## Source text
=-=-=-=-=
MOOCs: If this is not the future, what is

If 2012 was the 'Year of the MOOCs' as proclaimed by New York Times, 2014 started on a downbeat note, with Harvard Professor Eric Mazur talking about 'MOOC Bust'. It is difficult to understand what accounts for such fickle sentiments, except that current pessimism is just a correction of the hype.

There were indeed talk of low completion rates - only a handful of students who register for a MOOC ever completes a course (Times Higher Education reported a figure of 7%, but that seems way too high) - but then completion rate itself is such an old economy model out of sync with Long Tail thinking: Kevin Carey wrote a fairly persuasive piece on why the completion rates of the MOOCs is simply the wrong measure ('Pay No Attention to Supposedly Low MOOC Competion Rates').

There was also the Fast Company article on Udacity founder, Sebastian Thurn, the Stanford Professor whose Stanford course on Artificial Intelligence may be claimed to have started it all. That article gave a sense that all is not right in the MOOC world, with Thurn admitting that his courses are not teaching people as well as he would have wished. 'We have a lousy product', was the soundbite from that interview which made the headline. Indeed, this article, for the first time, indicated the change of heart at Udacity about their 'change of course', a shift of focus to corporate education and an effective abandonment of their ambition of turning the world of Higher Education upside down.

News such as this encourage those who always questioned the MOOCs, primarily because it was free. Indeed, everyone knew that one can't keep dispensing good quality education for free for a long time; none of the MOOCs were countering these doubts with a robust answer, other than pointing out to various incidental benefits such as insights on learner behaviour and influencing the university recruitment strategies. These benefits counted, but whether these could generate enough revenue to cover the costs of continuing the high profile enterprise was always questionable. Thurn's remarks just substantiated this apocalyptic vision of a coming implosion, an exemplary failure such as U21 (a high profile international collaboration of leading universities offering online courses, which failed and was eventually sold to India's Manipal, who reoriented the brand and platform away from Higher Ed and into Corporate Education: See 'Another One Bites The Dust' here)
=-=-=-=-=
## Records provided
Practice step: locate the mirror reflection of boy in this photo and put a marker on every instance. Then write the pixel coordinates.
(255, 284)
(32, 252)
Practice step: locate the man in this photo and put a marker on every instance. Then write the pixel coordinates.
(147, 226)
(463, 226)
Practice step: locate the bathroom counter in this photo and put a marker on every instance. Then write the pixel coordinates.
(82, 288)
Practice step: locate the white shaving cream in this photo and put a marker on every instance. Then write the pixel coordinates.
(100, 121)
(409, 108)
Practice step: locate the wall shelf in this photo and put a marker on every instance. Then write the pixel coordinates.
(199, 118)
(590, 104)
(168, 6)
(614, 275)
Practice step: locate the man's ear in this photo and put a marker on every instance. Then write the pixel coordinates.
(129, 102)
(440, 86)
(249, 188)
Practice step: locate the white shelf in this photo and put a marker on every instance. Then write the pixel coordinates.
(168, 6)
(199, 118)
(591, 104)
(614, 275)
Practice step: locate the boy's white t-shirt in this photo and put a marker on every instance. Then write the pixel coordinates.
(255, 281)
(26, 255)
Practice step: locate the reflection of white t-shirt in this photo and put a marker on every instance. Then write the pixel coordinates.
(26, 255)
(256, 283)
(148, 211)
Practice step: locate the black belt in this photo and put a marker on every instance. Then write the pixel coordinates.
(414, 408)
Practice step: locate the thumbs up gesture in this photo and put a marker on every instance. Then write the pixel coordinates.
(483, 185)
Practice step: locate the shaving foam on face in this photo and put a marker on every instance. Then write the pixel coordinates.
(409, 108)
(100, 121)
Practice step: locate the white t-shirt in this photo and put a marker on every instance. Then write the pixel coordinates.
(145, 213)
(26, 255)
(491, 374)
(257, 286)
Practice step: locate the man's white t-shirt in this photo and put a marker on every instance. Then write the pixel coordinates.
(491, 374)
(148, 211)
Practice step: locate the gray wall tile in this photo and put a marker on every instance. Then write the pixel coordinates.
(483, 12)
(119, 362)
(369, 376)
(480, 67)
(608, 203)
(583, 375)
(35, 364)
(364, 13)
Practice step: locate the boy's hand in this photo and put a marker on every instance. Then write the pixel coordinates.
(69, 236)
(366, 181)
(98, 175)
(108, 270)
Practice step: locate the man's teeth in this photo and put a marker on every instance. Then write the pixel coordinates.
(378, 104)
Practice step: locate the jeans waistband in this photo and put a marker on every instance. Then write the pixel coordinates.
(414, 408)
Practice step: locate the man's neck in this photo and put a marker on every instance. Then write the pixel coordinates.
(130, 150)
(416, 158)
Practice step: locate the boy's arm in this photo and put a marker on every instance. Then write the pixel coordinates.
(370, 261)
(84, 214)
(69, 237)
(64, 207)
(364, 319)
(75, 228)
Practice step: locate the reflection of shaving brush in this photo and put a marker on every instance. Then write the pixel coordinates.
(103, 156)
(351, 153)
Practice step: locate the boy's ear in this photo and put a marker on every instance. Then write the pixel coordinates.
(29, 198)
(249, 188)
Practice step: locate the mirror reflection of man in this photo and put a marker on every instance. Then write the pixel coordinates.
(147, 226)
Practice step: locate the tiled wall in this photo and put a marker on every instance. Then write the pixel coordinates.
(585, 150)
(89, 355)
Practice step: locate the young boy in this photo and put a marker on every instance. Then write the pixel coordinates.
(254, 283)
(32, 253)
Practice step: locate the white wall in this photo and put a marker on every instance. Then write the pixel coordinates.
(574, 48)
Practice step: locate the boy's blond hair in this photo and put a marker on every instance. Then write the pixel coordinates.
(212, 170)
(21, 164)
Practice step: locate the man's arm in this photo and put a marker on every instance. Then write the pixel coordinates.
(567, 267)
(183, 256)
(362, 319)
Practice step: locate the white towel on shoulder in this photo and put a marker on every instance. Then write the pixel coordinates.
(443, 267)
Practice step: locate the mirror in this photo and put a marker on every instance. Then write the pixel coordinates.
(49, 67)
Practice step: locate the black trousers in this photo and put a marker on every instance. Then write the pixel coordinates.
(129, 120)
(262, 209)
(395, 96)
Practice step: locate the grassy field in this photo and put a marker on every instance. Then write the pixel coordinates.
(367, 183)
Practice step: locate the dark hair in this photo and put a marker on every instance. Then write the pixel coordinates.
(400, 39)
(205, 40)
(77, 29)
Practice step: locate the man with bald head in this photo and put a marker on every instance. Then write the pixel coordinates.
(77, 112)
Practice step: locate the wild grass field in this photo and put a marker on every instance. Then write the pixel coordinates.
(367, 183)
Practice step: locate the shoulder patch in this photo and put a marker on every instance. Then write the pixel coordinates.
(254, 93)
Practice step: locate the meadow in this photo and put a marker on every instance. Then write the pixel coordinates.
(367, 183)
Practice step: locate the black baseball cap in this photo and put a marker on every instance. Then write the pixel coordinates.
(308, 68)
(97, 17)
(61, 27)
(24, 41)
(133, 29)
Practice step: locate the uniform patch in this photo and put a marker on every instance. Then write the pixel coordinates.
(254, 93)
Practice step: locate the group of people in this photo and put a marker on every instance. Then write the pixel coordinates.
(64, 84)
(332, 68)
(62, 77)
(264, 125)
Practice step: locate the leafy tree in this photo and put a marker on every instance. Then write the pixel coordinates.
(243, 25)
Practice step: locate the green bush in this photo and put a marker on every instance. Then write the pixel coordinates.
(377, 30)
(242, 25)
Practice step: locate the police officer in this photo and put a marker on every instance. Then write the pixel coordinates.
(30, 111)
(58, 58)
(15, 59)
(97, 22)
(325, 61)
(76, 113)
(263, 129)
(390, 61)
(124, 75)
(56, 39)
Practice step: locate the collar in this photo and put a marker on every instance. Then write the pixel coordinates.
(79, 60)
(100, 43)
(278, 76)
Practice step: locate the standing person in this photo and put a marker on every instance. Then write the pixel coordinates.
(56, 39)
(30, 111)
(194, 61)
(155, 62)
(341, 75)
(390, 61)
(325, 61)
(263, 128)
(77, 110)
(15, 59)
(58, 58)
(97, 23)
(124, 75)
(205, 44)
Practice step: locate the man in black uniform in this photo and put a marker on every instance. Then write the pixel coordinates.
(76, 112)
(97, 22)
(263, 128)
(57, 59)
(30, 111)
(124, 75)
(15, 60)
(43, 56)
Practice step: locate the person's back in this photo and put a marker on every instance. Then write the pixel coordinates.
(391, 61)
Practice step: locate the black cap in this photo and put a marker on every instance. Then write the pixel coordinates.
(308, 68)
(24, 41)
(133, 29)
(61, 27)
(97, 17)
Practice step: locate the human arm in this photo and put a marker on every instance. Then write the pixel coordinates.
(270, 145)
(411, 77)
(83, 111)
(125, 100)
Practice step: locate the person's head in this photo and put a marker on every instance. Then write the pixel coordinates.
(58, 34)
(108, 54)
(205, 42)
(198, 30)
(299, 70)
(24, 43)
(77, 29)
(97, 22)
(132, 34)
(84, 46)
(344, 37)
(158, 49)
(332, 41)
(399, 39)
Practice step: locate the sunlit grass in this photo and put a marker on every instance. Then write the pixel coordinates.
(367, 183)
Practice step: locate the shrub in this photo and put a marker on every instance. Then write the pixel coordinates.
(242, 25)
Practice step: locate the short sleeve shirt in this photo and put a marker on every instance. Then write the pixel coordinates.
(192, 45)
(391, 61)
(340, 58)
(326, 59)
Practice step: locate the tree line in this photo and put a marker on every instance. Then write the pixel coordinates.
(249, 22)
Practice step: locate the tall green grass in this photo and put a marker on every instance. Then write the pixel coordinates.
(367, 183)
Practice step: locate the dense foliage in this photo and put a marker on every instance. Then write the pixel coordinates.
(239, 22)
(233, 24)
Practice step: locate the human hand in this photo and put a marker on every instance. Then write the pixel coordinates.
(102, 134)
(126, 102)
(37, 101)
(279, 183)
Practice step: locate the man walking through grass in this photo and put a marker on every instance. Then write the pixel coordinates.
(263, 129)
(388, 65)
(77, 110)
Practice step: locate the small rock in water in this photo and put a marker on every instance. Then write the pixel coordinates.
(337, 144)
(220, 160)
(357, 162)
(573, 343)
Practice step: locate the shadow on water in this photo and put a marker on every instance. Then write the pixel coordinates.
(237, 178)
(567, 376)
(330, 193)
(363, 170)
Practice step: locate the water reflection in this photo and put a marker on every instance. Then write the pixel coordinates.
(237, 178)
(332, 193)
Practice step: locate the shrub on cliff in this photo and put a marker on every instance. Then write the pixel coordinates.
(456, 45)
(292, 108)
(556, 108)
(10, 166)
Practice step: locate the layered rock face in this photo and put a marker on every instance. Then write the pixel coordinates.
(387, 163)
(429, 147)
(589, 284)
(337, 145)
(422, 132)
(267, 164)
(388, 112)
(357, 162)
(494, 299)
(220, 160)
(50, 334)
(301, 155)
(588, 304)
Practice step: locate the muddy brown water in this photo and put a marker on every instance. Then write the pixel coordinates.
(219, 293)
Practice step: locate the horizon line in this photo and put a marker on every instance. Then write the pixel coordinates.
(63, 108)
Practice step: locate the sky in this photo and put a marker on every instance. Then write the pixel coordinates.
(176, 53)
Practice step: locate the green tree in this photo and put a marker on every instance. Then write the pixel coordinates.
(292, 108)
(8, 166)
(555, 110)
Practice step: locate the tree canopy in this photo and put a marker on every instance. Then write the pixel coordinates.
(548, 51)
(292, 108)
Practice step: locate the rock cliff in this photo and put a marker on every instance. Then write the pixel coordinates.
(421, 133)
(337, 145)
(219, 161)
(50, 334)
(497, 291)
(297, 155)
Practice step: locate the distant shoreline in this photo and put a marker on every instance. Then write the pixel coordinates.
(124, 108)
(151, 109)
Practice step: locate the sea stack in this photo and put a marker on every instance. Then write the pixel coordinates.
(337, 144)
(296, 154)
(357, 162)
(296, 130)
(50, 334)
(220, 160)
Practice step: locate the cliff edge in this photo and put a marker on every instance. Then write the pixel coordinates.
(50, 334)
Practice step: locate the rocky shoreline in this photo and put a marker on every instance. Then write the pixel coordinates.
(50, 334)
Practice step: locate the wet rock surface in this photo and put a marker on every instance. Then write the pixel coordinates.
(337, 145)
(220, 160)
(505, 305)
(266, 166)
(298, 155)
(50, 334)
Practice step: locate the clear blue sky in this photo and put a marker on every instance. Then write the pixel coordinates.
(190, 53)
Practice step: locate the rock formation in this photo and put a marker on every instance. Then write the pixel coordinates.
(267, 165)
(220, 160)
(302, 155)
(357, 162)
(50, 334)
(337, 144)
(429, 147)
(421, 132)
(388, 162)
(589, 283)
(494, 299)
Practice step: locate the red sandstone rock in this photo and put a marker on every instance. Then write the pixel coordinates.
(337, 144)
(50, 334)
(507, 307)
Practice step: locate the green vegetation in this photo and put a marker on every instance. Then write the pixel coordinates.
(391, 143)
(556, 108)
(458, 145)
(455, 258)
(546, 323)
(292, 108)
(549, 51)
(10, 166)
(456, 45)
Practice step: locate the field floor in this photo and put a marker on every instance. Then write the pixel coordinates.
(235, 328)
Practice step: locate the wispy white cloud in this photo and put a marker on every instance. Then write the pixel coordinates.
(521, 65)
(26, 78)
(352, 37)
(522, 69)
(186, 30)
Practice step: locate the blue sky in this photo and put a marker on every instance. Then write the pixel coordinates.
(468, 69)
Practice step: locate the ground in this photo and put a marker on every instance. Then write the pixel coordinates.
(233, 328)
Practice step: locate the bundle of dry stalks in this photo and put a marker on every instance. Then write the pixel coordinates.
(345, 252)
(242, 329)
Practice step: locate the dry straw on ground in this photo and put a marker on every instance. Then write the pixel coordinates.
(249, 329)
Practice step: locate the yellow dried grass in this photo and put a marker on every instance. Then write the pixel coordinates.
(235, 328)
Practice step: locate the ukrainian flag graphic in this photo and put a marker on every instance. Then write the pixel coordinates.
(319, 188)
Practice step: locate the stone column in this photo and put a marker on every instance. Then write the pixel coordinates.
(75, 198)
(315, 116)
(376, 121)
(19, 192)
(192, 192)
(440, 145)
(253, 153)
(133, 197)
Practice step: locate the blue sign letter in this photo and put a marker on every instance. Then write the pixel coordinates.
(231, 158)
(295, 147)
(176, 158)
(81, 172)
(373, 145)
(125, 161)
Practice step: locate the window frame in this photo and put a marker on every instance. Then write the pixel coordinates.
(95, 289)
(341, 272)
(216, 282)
=-=-=-=-=
## Stated task A
What completion rate did Times Higher Education report for MOOCs, according to the MOOC article?
## Stated task B
Copy the stretch of the MOOC article from "MOOCs: If this" through "of the hype.".

## Complete response A
7%

## Complete response B
MOOCs: If this is not the future, what is

If 2012 was the 'Year of the MOOCs' as proclaimed by New York Times, 2014 started on a downbeat note, with Harvard Professor Eric Mazur talking about 'MOOC Bust'. It is difficult to understand what accounts for such fickle sentiments, except that current pessimism is just a correction of the hype.